** Begin DATA LISTING **
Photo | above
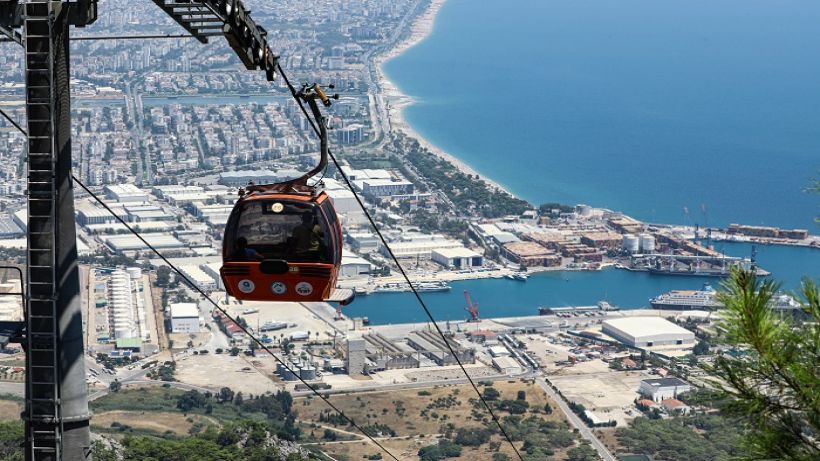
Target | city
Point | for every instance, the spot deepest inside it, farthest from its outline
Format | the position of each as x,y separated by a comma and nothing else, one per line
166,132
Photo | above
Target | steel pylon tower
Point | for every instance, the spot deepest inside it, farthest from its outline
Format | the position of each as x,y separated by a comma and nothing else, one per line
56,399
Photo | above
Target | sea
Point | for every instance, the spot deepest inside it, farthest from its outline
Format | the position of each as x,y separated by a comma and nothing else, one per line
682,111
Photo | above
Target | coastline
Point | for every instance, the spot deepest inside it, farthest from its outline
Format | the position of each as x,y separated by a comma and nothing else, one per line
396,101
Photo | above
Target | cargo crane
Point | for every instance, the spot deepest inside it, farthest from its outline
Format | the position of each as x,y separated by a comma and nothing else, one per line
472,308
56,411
** End DATA LISTING **
** Begin DATA LISTING **
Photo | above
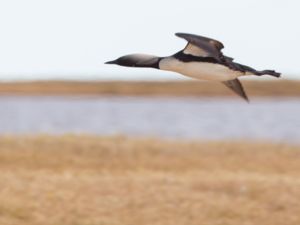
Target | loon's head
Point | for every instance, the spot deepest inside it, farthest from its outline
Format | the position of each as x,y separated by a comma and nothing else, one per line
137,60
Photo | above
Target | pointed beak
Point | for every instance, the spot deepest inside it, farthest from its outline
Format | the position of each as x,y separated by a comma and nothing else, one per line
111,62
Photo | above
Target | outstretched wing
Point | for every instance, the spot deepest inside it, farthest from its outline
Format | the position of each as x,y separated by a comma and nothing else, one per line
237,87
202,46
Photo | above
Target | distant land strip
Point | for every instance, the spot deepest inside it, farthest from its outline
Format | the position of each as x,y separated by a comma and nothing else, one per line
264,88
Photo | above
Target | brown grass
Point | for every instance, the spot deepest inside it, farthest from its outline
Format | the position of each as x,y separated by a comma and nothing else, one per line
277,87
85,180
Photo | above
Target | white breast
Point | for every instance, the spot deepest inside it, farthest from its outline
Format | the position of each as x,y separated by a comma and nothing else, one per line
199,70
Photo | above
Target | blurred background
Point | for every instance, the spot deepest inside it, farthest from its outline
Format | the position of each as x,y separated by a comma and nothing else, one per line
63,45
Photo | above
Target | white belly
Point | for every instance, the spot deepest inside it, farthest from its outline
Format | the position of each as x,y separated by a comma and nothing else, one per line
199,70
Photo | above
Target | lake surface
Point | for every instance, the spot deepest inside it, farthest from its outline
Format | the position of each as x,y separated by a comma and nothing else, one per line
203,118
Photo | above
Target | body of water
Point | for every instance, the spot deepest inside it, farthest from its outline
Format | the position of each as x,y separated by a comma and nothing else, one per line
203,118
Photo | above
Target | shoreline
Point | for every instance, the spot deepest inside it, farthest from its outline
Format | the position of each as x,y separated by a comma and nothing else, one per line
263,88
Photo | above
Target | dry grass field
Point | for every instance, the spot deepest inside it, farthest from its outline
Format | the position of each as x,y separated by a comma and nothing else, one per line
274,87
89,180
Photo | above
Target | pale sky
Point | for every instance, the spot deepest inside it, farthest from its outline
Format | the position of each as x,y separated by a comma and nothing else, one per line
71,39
** End DATA LISTING **
** Begin DATA LISTING **
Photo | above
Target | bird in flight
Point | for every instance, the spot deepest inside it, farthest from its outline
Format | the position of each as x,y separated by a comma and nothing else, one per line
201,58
** End DATA LISTING **
PROBLEM STATEMENT:
Pick out each line in the records above that contains the word "white", and copy those lines.

THE SOLUTION:
Target | white breast
Target | white belly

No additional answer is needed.